#### [GIVEN TASK 1]
Decide whether each statement agrees with the piece on religious conflict in 2006, answering yes or no with the deciding words quoted from it: (a) Sunni and Shia Muslims in Iraq were in conflict throughout the year; (b) the traditional interfaith hatreds were quiet this year; (c) Martin Luther's religious critiques date from 500 years ago.
#### [GIVEN TASK 2]
Output everything in the piece on religious conflict in 2006 from "All year in" down to "500 years ago.".

#### [PROVIDED TEXT]

<<<<

2006: a good year for religious conflict and atheists

As you enjoy your non-denominational pageants, trim your holiday trees and yell season’s greetings at each other, the defiantly secular among you could be forgiven for feeling a little smug about celebrating Winterval after all that has happened in 2006. As years go it has hardly been a great commercial for the idea that religion is balm for the soul. Depressingly it has rather reinforced the impression, developed over the centuries, that religious belief only deepens and strengthens Man’s propensity for hatred and self-destruction.

All year in Iraq, Sunni and Shia Muslims have been busy replaying the message that Christians have so effectively articulated through the ages — that intrareligious intolerance can be more bloody and murderous even than that between the followers of the great Abrahamic faiths. Rising Shia power across the Middle East, led by a resurgent Tehran, is causing friction and alarm among Sunni-dominant regimes in Saudi Arabia, Egypt and elsewhere. A millennium-old dispute about caliphs and imams can resonate as violently as the theological disputations about the validity of Martin Luther’s religious critiques 500 years ago.

Not that the traditional interfaith hatreds have been quiet this year. On the contrary. In Israel, Lebanon and Gaza, a political conflict that has religious differences at its core raged for much of the year. Within Lebanon, yet another civil war edged threateningly closer between a bewildering array of sects and ethnic groups that all seem to have religious affiliation as their defining point of difference.

>>>>

#### [MATERIAL PROVIDED]
<<<<

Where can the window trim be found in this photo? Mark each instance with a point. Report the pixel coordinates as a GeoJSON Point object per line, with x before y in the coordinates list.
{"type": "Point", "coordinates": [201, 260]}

>>>>

#### [FINAL RESULT 1]
(a) Yes: "All year in Iraq, Sunni and Shia Muslims have been busy replaying the message"
(b) No: "Not that the traditional interfaith hatreds have been quiet this year. On the contrary."
(c) Yes: "the validity of Martin Luther’s religious critiques 500 years ago"

#### [FINAL RESULT 2]
All year in Iraq, Sunni and Shia Muslims have been busy replaying the message that Christians have so effectively articulated through the ages — that intrareligious intolerance can be more bloody and murderous even than that between the followers of the great Abrahamic faiths. Rising Shia power across the Middle East, led by a resurgent Tehran, is causing friction and alarm among Sunni-dominant regimes in Saudi Arabia, Egypt and elsewhere. A millennium-old dispute about caliphs and imams can resonate as violently as the theological disputations about the validity of Martin Luther’s religious critiques 500 years ago.